_Task description_
Reproduce every line of the records below that contains the string "railing".

====== Stored records ======

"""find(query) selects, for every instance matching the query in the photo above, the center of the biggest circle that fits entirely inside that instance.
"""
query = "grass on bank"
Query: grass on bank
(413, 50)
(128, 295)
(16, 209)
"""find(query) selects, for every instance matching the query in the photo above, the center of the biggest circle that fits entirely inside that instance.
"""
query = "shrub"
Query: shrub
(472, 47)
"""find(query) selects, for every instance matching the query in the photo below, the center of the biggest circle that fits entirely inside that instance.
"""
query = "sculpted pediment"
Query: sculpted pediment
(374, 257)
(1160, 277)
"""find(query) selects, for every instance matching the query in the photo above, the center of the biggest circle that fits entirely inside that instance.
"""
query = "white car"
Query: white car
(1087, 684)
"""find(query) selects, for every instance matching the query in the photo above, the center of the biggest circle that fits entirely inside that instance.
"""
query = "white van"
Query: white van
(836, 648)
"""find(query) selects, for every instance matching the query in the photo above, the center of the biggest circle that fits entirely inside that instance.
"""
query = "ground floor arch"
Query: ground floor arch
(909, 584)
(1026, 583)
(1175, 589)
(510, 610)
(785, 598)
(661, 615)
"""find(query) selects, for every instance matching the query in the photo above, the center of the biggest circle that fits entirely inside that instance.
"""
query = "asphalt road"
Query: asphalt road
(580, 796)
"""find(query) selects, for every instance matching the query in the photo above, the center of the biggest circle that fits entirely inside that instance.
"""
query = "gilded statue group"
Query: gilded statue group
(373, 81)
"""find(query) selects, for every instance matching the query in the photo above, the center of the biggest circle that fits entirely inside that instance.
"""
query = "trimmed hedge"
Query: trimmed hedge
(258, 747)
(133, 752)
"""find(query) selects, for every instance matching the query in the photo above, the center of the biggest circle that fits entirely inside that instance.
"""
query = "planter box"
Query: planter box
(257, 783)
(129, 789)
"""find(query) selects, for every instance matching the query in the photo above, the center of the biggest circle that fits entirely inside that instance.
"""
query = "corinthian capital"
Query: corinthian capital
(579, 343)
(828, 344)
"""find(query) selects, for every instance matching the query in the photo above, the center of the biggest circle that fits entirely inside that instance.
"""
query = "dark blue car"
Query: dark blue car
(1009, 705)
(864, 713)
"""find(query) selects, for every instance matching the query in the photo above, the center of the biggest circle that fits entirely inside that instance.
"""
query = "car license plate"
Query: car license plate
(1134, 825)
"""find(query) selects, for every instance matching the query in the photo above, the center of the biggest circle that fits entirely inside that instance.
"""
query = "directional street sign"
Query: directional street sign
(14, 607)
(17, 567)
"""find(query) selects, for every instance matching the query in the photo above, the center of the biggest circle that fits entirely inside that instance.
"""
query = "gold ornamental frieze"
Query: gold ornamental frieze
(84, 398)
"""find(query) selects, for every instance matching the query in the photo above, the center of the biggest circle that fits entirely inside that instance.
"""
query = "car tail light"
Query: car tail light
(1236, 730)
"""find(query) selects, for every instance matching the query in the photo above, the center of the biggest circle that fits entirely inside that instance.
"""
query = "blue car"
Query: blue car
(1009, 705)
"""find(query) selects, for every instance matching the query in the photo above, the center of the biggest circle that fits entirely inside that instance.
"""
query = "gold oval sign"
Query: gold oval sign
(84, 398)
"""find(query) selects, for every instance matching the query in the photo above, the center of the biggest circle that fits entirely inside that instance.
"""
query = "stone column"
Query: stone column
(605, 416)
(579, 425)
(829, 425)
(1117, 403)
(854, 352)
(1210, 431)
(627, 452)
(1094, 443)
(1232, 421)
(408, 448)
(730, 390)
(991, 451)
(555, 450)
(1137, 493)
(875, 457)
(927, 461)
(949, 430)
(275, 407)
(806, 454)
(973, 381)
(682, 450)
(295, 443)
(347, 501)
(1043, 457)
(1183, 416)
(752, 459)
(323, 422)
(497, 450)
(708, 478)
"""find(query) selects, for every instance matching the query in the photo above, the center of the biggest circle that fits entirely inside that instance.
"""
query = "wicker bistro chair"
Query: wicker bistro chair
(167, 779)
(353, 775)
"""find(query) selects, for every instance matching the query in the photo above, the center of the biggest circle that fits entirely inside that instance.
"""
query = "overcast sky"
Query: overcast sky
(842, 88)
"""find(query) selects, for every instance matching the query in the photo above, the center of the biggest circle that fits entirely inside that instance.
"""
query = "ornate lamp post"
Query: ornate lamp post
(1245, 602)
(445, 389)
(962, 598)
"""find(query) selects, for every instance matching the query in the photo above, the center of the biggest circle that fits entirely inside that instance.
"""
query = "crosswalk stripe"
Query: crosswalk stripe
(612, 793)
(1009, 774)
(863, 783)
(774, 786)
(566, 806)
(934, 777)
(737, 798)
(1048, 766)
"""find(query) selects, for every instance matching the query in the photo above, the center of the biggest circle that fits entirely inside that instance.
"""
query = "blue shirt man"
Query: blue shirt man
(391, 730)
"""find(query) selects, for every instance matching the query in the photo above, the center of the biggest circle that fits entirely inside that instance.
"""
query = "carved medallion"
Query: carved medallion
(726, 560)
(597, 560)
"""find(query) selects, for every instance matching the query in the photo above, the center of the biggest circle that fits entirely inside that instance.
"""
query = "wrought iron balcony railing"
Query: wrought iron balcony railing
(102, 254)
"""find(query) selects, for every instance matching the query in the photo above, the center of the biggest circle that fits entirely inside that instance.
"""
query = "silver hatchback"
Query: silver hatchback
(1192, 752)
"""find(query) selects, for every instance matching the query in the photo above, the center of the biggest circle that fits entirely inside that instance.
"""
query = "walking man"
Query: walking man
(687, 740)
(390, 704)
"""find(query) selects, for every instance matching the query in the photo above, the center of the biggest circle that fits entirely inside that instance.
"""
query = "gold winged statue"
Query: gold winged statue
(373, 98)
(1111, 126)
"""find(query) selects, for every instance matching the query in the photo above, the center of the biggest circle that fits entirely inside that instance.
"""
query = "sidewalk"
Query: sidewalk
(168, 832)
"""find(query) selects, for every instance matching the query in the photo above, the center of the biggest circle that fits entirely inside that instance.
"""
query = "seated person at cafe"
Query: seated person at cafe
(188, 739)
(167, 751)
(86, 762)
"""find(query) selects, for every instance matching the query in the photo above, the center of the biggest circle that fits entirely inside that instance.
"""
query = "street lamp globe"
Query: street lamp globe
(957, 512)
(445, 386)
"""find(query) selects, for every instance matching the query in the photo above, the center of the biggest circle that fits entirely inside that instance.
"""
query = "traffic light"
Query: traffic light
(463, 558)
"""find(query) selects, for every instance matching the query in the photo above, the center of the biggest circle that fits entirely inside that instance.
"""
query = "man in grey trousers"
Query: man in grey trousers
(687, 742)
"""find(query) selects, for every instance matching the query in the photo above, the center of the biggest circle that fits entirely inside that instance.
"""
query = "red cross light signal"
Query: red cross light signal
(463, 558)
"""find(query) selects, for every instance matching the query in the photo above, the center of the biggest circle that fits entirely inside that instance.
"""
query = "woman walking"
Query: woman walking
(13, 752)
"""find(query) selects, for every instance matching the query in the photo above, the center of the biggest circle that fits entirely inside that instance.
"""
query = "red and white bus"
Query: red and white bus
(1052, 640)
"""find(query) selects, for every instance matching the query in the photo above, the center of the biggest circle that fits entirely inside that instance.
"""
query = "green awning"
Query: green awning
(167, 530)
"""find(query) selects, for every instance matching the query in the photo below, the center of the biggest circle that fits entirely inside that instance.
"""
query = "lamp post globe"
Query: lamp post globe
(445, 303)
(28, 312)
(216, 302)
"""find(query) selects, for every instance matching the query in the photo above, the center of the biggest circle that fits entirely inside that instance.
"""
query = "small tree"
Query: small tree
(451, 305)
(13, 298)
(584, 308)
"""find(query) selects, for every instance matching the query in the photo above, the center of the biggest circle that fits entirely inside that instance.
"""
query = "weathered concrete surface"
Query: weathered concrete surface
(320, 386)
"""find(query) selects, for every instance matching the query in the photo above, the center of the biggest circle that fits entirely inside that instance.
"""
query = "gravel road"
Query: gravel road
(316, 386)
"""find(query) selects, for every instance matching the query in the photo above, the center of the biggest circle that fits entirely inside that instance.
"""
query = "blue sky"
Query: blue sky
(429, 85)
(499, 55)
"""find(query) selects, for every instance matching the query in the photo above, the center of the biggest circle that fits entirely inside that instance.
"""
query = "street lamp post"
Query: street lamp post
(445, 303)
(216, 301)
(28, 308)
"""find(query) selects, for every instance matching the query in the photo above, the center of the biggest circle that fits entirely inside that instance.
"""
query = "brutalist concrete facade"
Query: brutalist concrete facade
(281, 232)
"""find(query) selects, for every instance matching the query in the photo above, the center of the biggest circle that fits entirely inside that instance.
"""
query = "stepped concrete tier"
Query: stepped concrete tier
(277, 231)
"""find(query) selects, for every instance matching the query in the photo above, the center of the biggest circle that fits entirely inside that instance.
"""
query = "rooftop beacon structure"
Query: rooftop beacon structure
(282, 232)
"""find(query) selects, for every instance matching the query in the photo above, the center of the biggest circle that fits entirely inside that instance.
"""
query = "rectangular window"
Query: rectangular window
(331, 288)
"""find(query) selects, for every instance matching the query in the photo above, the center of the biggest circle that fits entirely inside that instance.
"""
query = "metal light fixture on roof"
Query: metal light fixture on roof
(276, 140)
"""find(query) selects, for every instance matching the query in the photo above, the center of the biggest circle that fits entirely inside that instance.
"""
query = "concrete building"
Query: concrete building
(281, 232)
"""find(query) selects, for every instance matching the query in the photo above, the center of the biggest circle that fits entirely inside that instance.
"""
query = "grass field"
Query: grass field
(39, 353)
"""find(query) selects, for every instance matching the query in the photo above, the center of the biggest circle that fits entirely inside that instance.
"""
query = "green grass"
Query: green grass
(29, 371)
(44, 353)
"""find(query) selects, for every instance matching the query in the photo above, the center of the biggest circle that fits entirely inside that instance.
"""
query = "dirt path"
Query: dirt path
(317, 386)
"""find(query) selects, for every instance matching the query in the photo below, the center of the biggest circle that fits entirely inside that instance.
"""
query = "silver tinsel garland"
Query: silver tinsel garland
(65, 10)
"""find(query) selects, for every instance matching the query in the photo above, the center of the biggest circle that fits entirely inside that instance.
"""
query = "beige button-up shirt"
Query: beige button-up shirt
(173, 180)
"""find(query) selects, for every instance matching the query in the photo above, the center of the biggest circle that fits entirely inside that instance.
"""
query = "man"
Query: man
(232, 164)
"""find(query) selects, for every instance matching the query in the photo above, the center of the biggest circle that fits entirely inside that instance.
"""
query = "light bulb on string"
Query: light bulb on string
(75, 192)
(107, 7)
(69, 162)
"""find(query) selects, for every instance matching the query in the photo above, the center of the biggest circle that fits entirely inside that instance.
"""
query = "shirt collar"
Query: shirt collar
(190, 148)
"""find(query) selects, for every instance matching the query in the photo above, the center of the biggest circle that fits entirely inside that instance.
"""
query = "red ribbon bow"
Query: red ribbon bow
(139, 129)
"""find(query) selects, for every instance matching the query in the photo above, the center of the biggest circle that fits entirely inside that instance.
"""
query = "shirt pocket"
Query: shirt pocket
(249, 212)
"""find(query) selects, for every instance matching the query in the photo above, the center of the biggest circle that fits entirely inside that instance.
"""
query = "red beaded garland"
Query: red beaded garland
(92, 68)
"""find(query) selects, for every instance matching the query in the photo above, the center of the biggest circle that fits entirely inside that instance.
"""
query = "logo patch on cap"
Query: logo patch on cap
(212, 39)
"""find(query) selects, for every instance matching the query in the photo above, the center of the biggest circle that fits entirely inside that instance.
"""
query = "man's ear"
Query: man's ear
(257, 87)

======

_In response_
query = "wrought iron balcony railing"
Query: wrought iron balcony railing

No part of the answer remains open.